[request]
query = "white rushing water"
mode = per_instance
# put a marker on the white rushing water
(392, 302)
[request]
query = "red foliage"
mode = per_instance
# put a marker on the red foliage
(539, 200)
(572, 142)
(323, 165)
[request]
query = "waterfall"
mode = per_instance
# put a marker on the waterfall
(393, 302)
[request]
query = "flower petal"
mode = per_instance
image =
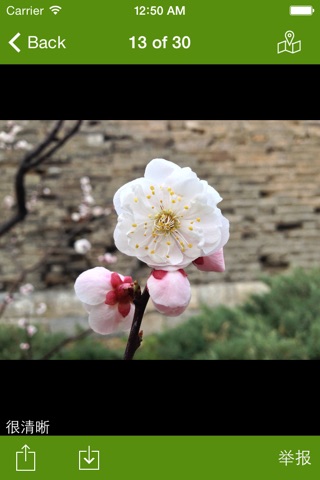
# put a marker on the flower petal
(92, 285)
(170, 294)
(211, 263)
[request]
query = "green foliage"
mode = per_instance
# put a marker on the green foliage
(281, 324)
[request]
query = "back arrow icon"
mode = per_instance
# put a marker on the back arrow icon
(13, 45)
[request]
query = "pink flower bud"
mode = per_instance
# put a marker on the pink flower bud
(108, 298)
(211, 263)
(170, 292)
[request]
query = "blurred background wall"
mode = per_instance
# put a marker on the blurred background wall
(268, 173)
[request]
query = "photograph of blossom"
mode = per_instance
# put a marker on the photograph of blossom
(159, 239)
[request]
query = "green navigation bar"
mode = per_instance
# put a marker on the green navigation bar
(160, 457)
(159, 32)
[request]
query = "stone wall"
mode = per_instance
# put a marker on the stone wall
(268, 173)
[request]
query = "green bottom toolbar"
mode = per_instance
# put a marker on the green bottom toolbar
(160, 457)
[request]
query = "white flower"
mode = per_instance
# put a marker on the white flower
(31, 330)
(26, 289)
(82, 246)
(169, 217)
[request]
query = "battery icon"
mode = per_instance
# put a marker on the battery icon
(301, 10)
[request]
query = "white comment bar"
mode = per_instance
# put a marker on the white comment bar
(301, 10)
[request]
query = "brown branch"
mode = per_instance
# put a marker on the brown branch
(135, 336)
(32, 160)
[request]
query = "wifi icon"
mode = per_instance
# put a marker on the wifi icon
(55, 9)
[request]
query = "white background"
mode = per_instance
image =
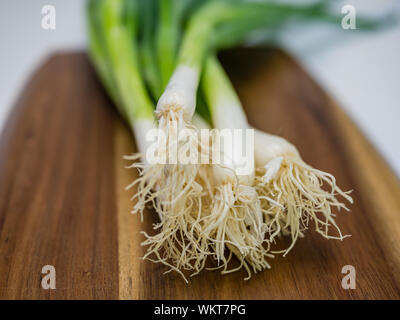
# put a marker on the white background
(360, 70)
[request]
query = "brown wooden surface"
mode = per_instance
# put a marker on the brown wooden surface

- - - - - - -

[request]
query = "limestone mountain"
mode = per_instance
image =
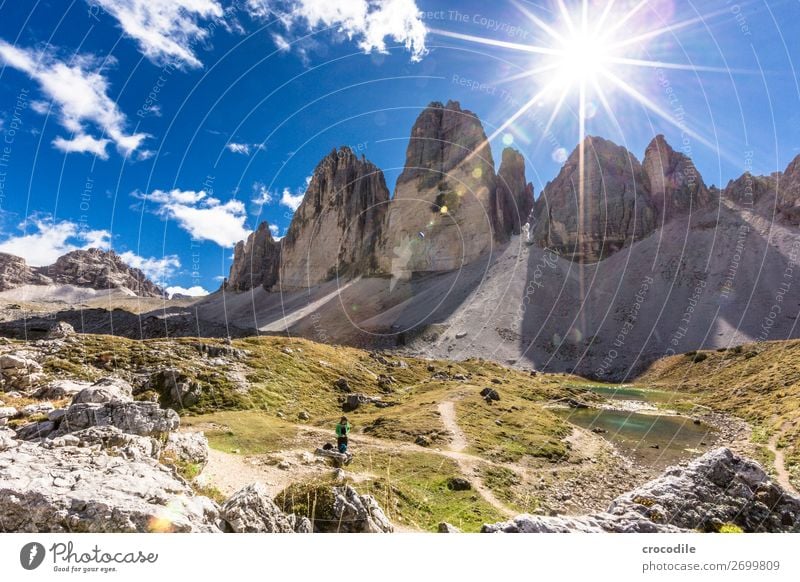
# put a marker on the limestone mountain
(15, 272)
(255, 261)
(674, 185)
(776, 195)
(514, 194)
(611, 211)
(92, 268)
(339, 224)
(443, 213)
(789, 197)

- - - - - - -

> **Given instruction**: Select each line of the records that contains the string "comment". Matching is case-sensitive.

> **Answer below**:
query = "white comment bar"
# put a marker on the white comment bar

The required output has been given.